* [EXERCISE GOAL]:
Reproduce each of the rows below word for word, leaving every line unchanged.

------ INPUT FOR THIS TASK

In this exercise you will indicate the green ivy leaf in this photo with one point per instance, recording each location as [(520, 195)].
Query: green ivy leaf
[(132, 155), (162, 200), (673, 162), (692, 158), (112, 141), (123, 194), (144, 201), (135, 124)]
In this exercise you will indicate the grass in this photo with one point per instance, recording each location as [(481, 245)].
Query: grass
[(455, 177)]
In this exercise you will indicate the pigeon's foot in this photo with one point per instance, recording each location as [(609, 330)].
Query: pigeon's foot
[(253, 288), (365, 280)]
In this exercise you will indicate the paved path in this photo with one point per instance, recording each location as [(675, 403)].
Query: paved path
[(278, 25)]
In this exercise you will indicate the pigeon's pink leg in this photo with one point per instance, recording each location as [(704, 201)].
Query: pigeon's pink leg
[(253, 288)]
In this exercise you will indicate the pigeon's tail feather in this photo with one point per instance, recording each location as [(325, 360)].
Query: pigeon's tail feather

------------

* [THE COMPLETED TASK]:
In this exercise you will indicate the green ivy leaf in this photo with one point per instance, recording each location as [(520, 195)].
Query: green ivy leaf
[(132, 155), (162, 200), (673, 162), (692, 158), (112, 141), (123, 194), (144, 201), (135, 124)]
In this exercise you will indicate the grass in this photo with one point per instance, recording each location as [(481, 245)].
Query: grass
[(455, 177)]
In this exercise you will indicate the pigeon's foot in this photo with one point per instance, recording each location as [(609, 330)].
Query: pigeon's foot
[(253, 288), (365, 280)]
In this exercise you will indicate the paved path in this photo with one point per instance, recording each location as [(675, 403)].
Query: paved path
[(278, 25)]
In this exercise you will indicate the pigeon's pink leg in this photo with one point per instance, recording each location as [(704, 201)].
Query: pigeon's pink leg
[(253, 288)]
In this exercise you will indicate the pigeon's tail feather in this photo with one point per instance, recording each location as [(325, 360)].
Query: pigeon's tail feather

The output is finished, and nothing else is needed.